> _Set problem 1_
Rewrite the amendment text below, starting with "AMENDMENT NO. 3 TO" and going on through "in the Agreement.", with "Nevada" in place of "Delaware".
> _Set problem 2_
Pull out every line of the rows below that contains the string "part", copying each one in full. Case counts.

AMENDMENT NO. 3 TO THE STOCKHOLDERS AGREEMENT
Exhibit 10.2
AMENDMENT NO. 3
This Amendment No. 3 (this “Amendment”) to the Stockholders Agreement dated as of January 25, 2005, as amended by Amendment No. 1, dated as of October 25, 2005 (“Amendment No. 1”) and by Amendment No. 2, dated as of June 15, 2006 (“Amendment No. 2”) (as amended by Amendment No. 1 and Amendment No. 2, the “Agreement”), by and among Leslie’s Poolmart, Inc., a Delaware corporation (the “Company”), Leslie’s Holdings, Inc. (“Holdings”), GCP California Fund, L.P. (“GCP”), and the stockholders holding a majority of the Registrable Individual Shares (as defined in the Agreement) is entered into as of this 7th day of February, 2007. Capitalized terms used in this Amendment and not otherwise defined shall have the meanings ascribed to them in the Agreement.
WHEREAS, the parties hereto desire to amend the Agreement pursuant to Section 7.6 thereof.
NOW, THEREFORE, in consideration of the premises and of the mutual covenants and obligations hereinafter set forth, the parties hereto hereby agree as follows:
Agreement.

> _Records for the task_
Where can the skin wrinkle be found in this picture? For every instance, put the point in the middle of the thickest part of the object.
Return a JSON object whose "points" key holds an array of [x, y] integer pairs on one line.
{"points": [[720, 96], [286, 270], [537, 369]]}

--

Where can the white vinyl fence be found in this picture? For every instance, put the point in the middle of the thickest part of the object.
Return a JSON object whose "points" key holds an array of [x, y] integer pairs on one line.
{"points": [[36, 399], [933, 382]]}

--

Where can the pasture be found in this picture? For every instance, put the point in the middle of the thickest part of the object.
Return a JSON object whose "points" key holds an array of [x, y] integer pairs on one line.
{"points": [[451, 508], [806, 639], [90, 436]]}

> _Correct result 1_
AMENDMENT NO. 3 TO THE STOCKHOLDERS AGREEMENT
Exhibit 10.2
AMENDMENT NO. 3
This Amendment No. 3 (this “Amendment”) to the Stockholders Agreement dated as of January 25, 2005, as amended by Amendment No. 1, dated as of October 25, 2005 (“Amendment No. 1”) and by Amendment No. 2, dated as of June 15, 2006 (“Amendment No. 2”) (as amended by Amendment No. 1 and Amendment No. 2, the “Agreement”), by and among Leslie’s Poolmart, Inc., a Nevada corporation (the “Company”), Leslie’s Holdings, Inc. (“Holdings”), GCP California Fund, L.P. (“GCP”), and the stockholders holding a majority of the Registrable Individual Shares (as defined in the Agreement) is entered into as of this 7th day of February, 2007. Capitalized terms used in this Amendment and not otherwise defined shall have the meanings ascribed to them in the Agreement.

> _Correct result 2_
Where can the skin wrinkle be found in this picture? For every instance, put the point in the middle of the thickest part of the object.
Where can the white vinyl fence be found in this picture? For every instance, put the point in the middle of the thickest part of the object.
Where can the pasture be found in this picture? For every instance, put the point in the middle of the thickest part of the object.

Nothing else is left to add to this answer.